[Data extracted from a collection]
== Segment start ==

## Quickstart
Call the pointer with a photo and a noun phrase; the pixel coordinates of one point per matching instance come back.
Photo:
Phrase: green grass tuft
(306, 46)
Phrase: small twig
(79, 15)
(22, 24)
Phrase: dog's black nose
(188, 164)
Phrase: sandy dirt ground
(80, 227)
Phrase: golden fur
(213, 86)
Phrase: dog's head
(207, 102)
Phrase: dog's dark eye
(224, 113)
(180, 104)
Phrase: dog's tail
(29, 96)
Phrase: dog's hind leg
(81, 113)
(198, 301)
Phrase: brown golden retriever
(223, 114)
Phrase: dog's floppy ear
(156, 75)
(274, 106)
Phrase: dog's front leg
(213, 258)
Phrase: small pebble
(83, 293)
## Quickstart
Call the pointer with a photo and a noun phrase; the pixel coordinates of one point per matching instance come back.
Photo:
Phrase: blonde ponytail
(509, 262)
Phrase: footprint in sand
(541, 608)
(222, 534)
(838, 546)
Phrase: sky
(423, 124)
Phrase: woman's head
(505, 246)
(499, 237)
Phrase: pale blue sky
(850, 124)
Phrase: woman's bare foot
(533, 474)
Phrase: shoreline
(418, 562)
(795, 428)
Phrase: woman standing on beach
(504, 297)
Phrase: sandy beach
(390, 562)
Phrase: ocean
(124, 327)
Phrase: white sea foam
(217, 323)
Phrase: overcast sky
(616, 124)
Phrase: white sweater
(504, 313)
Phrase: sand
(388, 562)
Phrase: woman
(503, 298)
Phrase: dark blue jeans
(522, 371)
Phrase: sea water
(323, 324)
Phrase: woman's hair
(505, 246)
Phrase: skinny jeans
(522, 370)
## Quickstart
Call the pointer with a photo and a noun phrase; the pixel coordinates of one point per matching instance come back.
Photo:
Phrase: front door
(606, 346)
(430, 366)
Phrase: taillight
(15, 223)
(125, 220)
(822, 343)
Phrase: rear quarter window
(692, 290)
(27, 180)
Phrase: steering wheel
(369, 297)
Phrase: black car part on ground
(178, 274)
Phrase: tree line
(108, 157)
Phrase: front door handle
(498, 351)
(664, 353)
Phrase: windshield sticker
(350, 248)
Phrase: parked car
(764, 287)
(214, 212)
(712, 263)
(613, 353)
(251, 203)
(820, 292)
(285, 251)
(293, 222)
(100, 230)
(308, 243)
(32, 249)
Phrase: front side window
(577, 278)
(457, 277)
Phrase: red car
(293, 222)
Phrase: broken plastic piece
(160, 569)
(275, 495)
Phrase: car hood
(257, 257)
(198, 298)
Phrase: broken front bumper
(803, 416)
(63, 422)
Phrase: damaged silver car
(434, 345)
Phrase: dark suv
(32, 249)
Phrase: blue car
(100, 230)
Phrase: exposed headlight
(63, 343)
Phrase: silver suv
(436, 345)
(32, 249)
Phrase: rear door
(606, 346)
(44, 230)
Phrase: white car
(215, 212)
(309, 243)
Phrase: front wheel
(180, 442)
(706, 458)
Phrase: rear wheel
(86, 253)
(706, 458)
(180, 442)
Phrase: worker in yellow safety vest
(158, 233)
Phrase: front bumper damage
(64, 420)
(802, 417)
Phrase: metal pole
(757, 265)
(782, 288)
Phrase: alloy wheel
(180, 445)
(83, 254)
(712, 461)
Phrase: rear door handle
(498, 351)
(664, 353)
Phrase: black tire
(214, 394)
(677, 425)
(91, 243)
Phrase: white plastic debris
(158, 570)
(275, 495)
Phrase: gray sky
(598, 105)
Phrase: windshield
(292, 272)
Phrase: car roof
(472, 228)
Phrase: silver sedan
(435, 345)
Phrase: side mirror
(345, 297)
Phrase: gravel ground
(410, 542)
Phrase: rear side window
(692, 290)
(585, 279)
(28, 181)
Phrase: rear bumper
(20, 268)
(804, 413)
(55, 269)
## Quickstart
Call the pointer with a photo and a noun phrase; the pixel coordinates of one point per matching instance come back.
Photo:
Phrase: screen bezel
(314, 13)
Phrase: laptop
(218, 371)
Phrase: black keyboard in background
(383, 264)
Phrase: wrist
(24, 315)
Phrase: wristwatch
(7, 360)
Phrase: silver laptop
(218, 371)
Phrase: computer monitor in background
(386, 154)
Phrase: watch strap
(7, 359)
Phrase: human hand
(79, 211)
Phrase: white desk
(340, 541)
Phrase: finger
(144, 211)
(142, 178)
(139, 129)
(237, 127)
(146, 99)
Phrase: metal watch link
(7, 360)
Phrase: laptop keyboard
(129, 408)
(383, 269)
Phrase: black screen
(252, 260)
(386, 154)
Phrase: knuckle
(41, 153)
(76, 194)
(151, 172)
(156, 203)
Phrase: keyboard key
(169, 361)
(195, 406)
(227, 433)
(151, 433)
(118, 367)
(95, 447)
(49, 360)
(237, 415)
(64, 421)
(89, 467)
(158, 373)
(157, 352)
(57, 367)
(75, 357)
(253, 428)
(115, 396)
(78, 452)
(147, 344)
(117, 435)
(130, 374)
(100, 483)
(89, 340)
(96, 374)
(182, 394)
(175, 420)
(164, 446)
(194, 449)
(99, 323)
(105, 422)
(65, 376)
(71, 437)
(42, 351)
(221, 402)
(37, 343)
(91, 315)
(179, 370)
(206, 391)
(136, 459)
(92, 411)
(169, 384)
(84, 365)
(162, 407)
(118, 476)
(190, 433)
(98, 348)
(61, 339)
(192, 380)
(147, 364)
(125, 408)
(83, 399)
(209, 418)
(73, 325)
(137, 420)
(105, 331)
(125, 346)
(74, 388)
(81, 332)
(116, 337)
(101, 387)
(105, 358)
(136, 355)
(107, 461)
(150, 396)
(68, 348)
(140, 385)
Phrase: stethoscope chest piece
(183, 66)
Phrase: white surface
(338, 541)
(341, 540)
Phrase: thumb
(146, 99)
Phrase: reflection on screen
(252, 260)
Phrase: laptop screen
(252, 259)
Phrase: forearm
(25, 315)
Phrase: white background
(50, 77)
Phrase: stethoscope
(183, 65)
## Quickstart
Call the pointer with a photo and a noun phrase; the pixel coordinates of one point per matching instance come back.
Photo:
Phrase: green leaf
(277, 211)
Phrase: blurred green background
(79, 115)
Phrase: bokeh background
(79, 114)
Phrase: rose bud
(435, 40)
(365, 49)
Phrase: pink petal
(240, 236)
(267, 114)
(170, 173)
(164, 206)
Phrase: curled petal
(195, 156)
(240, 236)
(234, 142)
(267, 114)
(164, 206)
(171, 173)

== Segment end ==

What the exercise asks => Repeat exactly the lines from the one containing "Phrase: laptop screen" to the end of the records.

Reply =>
Phrase: laptop screen
(252, 259)
Phrase: forearm
(25, 315)
Phrase: white background
(50, 77)
Phrase: stethoscope
(183, 65)
## Quickstart
Call the pointer with a photo and a noun phrase; the pixel coordinates of one point per matching instance come back.
Photo:
Phrase: green leaf
(277, 211)
Phrase: blurred green background
(79, 115)
Phrase: bokeh background
(79, 114)
Phrase: rose bud
(435, 40)
(365, 49)
Phrase: pink petal
(240, 236)
(267, 114)
(170, 173)
(164, 206)
Phrase: curled petal
(195, 156)
(240, 236)
(234, 142)
(267, 114)
(164, 206)
(171, 173)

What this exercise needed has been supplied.